Work to complete> Print the entries below word for word; the pictures stay out of your copy.
--- Listed records ---
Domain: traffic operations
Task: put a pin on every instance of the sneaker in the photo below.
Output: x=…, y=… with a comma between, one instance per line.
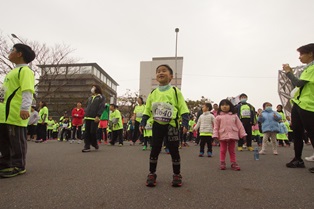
x=235, y=167
x=177, y=180
x=294, y=163
x=250, y=149
x=86, y=150
x=151, y=180
x=310, y=159
x=222, y=166
x=5, y=170
x=12, y=172
x=262, y=152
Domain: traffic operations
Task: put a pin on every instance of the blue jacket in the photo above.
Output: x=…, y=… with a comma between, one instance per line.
x=270, y=123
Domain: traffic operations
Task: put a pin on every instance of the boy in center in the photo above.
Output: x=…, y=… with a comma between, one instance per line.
x=165, y=105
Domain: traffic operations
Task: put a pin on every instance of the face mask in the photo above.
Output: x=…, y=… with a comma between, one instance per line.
x=269, y=108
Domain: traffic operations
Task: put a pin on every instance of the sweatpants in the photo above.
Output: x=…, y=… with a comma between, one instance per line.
x=13, y=146
x=78, y=131
x=248, y=129
x=302, y=120
x=117, y=135
x=42, y=131
x=272, y=136
x=90, y=134
x=171, y=135
x=230, y=146
x=206, y=140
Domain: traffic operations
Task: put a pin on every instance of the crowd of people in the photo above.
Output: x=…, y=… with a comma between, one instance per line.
x=163, y=121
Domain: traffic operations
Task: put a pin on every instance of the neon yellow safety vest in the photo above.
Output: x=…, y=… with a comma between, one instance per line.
x=18, y=80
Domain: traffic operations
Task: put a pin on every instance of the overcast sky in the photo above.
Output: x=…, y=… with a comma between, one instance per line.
x=229, y=46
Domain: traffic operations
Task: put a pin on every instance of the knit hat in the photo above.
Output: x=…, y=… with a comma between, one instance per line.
x=27, y=53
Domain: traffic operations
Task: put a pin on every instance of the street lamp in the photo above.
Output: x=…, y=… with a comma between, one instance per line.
x=176, y=58
x=15, y=36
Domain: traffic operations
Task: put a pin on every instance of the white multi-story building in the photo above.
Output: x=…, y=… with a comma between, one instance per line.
x=148, y=73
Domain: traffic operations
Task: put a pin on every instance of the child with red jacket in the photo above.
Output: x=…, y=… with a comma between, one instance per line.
x=228, y=129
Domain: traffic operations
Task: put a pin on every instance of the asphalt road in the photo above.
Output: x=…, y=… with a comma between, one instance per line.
x=59, y=175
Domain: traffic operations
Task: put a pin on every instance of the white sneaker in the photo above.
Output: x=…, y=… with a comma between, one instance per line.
x=262, y=152
x=311, y=158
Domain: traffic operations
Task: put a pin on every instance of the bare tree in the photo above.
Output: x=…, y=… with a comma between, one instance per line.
x=59, y=54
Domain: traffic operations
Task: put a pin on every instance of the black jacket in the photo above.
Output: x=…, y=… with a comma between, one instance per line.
x=95, y=106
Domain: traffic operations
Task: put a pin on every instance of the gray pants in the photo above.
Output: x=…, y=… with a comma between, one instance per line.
x=13, y=146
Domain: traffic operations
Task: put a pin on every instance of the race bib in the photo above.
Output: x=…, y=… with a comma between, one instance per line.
x=295, y=92
x=148, y=126
x=246, y=113
x=162, y=112
x=139, y=115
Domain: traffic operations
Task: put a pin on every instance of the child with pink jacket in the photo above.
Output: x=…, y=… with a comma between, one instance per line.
x=228, y=129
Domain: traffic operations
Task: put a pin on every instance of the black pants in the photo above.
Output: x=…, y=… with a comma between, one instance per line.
x=54, y=134
x=13, y=146
x=248, y=129
x=49, y=132
x=42, y=131
x=78, y=131
x=147, y=140
x=102, y=134
x=117, y=135
x=302, y=120
x=206, y=140
x=281, y=142
x=66, y=132
x=171, y=135
x=90, y=134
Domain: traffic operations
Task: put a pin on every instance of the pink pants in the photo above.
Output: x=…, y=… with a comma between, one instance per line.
x=230, y=144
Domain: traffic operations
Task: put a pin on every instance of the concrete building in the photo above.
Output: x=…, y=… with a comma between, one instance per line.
x=148, y=73
x=63, y=85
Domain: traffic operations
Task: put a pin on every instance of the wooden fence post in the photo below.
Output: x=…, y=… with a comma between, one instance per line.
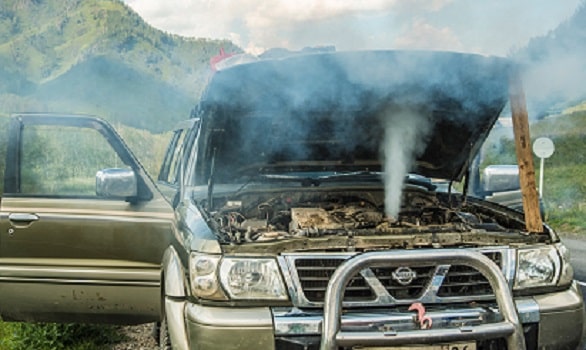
x=520, y=118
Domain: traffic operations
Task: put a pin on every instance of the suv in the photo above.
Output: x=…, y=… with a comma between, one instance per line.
x=294, y=210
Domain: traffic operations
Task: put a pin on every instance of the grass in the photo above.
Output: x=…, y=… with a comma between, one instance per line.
x=57, y=336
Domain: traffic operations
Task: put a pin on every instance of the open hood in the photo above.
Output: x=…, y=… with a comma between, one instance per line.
x=333, y=112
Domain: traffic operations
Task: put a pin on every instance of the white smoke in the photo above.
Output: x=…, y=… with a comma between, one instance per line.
x=406, y=134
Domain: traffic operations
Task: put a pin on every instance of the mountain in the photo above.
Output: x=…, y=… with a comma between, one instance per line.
x=554, y=66
x=99, y=57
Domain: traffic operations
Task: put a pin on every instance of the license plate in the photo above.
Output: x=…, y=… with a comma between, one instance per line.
x=447, y=346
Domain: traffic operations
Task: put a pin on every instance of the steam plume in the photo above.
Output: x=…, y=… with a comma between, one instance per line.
x=405, y=138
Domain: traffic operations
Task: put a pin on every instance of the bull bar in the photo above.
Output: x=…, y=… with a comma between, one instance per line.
x=333, y=336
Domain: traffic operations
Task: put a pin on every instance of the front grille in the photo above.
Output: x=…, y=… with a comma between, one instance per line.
---
Answer for the task>
Domain: traffic operations
Task: put a pin on every instance of the sneaker in the photo below.
Output: x=…, y=… with a comma between, one instance per line.
x=235, y=167
x=177, y=180
x=294, y=163
x=250, y=149
x=86, y=150
x=151, y=180
x=310, y=159
x=222, y=166
x=5, y=170
x=12, y=172
x=262, y=152
Domain: traffic operations
Task: put a pin on every instance of the blue jacket in the photo above.
Output: x=…, y=… with a comma between, one instance per line.
x=270, y=123
Domain: traffic operations
Task: put a pin on every instance of the boy in center in the photo above.
Output: x=…, y=… with a comma between, one instance per line.
x=165, y=105
Domain: traffic operations
Task: put a pin on every instance of the face mask in the photo above.
Output: x=…, y=… with a comma between, one instance per line.
x=269, y=108
Domain: traffic operations
Task: put a pin on every instance of the sweatpants in the photo above.
Output: x=…, y=… with a comma between, one instance per line.
x=13, y=146
x=78, y=131
x=248, y=129
x=302, y=120
x=117, y=135
x=42, y=131
x=272, y=136
x=90, y=134
x=171, y=135
x=230, y=146
x=206, y=140
Domain: traffic operations
Task: put a pin on every instance of the crowd of people in the photo above.
Output: x=…, y=… with a comma between, one instance per line.
x=163, y=121
Domain: traffic operations
Task: put a pin on every instance of the neon yellow safety vest in the photo above.
Output: x=…, y=… with a comma between, one instance per line.
x=18, y=80
Domain: traffic operations
Task: put a pin on every instance of the overcast sky in the photo above.
Output: x=…, y=… with a comma between, one instance per line.
x=229, y=46
Domain: traffic operations
Task: put a pin on every instance of the knit hat in the photo above.
Output: x=…, y=… with a comma between, one instance per line.
x=27, y=53
Domain: traffic operations
Task: put a pin on every instance of the street lamp in the photo above.
Output: x=…, y=… with a comma between, one instance per line.
x=176, y=58
x=15, y=36
Domain: traffic operations
Task: put a pin on every instance of the white multi-story building in the photo above.
Output: x=…, y=… with a comma between, one instance per line.
x=148, y=73
Domain: traffic operations
Task: put a pin on every instance of the child with red jacket in the photo above.
Output: x=…, y=… with a comma between, one instance per line.
x=228, y=129
Domain: traffic operations
Task: put a pin on every instance of the asphalt road in the photo above.
Output: x=…, y=… with a comma between, one instance per line.
x=59, y=175
Domain: traffic operations
Task: put a pin on every instance of the white sneaker in the photo above.
Output: x=…, y=… with a comma between, one instance per line.
x=262, y=152
x=311, y=158
Domain: traffic operations
Task: put a pin on every instance of the bare tree in the photo above.
Output: x=…, y=… with a comma between, one instance per line.
x=59, y=54
Domain: traffic operations
Task: put a pin on every instance of the black jacket in the photo above.
Output: x=…, y=… with a comma between, one instance per line.
x=95, y=106
Domain: traffic operations
Task: put a pin on every instance of the gray pants in the photo above.
Output: x=…, y=… with a comma between, one instance per line.
x=13, y=146
Domain: traffic operations
Task: put a pin on every instance of the race bib in the photo above.
Output: x=…, y=… with a comma between, one instance per line.
x=295, y=92
x=148, y=126
x=246, y=113
x=162, y=112
x=139, y=115
Domain: traffic operations
Task: put a pin on every instance of the child with pink jacket in the photo above.
Output: x=…, y=… with a comma between, one instance per line.
x=228, y=129
Domain: traffic operations
Task: put a pin on every instance of the black pants in the photo above.
Output: x=…, y=… with a comma between, one instance per line.
x=54, y=134
x=13, y=146
x=248, y=129
x=49, y=132
x=42, y=131
x=78, y=131
x=147, y=140
x=102, y=134
x=117, y=135
x=302, y=120
x=206, y=140
x=281, y=142
x=66, y=132
x=171, y=135
x=90, y=134
Domain: traffic operations
Task: put a pin on every instance of the pink pants in the photo above.
Output: x=…, y=… with a comma between, one instance per line.
x=230, y=144
Domain: traffic operations
Task: put a pin on every instance of the concrete building in the photo above.
Output: x=…, y=… with a comma between, one instance per line.
x=148, y=73
x=63, y=85
Domain: traffic operations
Task: put a pin on every instance of the wooden fence post in the photo below.
Output: x=…, y=… with a comma between, one instance per line.
x=520, y=118
Domain: traffic operations
Task: put a pin on every instance of the suv in the photo above.
Output: x=…, y=… with a comma between, one instance per line.
x=294, y=210
Domain: traffic operations
Task: put a pin on every instance of the grass in the photo above.
Output: x=…, y=… with a comma between, one instance per line.
x=57, y=336
Domain: traffic operations
Task: put a pin on every instance of the open hood in the photo above.
Output: x=…, y=… with a comma between, one instance per line.
x=333, y=112
Domain: traffic operations
Task: put a pin on every instance of the white smoke in the photo above.
Output: x=…, y=… with a comma between, one instance per line.
x=406, y=134
Domain: traffic operations
Task: put a pin on every instance of the mountain in the photo above.
Output: x=…, y=… with a comma between, one instance per line.
x=554, y=66
x=99, y=57
Domain: traffic operations
Task: put a pin on every instance of the license plate in the photo above.
Output: x=…, y=… with a comma between, one instance per line.
x=447, y=346
Domain: traffic operations
Task: put a pin on every instance of the steam plume in the photo above.
Output: x=…, y=… with a comma between, one instance per line.
x=405, y=138
Domain: traffic operations
Task: put a pin on every instance of the bull bar in the photo above.
Output: x=…, y=… with a comma between, one instance per line.
x=333, y=336
Domain: traffic operations
Task: put a pin on every instance of the front grille in the photo above.
Output: x=…, y=… with a comma between, one instance per line.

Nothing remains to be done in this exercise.